=== Input data ===
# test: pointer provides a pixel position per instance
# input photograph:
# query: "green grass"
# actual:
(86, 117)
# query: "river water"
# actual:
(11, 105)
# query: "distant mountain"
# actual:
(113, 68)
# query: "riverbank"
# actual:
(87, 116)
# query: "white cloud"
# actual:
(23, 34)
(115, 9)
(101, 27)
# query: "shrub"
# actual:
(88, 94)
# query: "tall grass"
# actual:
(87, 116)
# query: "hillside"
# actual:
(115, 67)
===
=== Input data ===
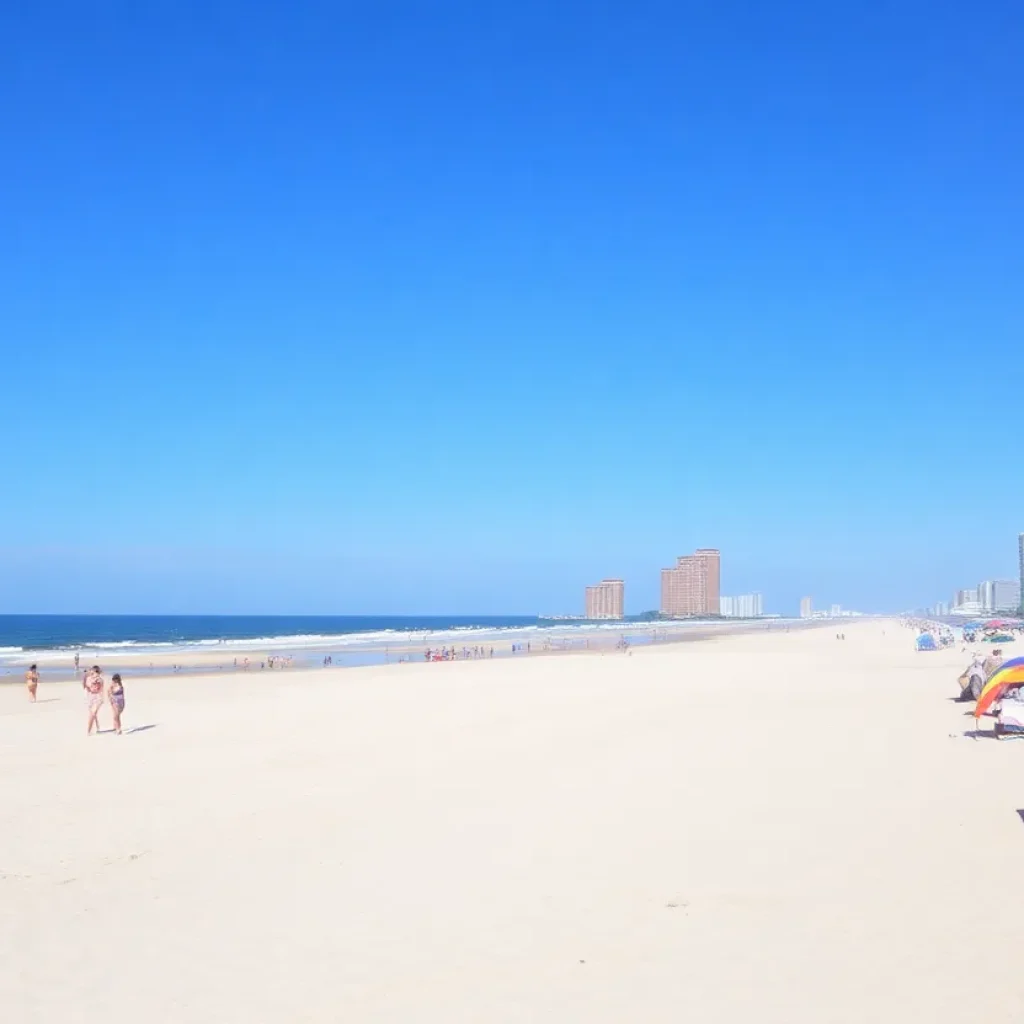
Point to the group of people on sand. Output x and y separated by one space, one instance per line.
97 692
===
Work required -> Pick out each line of the material that contains the string "query", and copy those lines in their original order.

Task response ->
# query: "green grass"
# query: "river water"
# query: "distant mountain"
# query: "riverbank"
# query: "white cloud"
# query: "shrub"
# query: "tall grass"
# query: "hillside"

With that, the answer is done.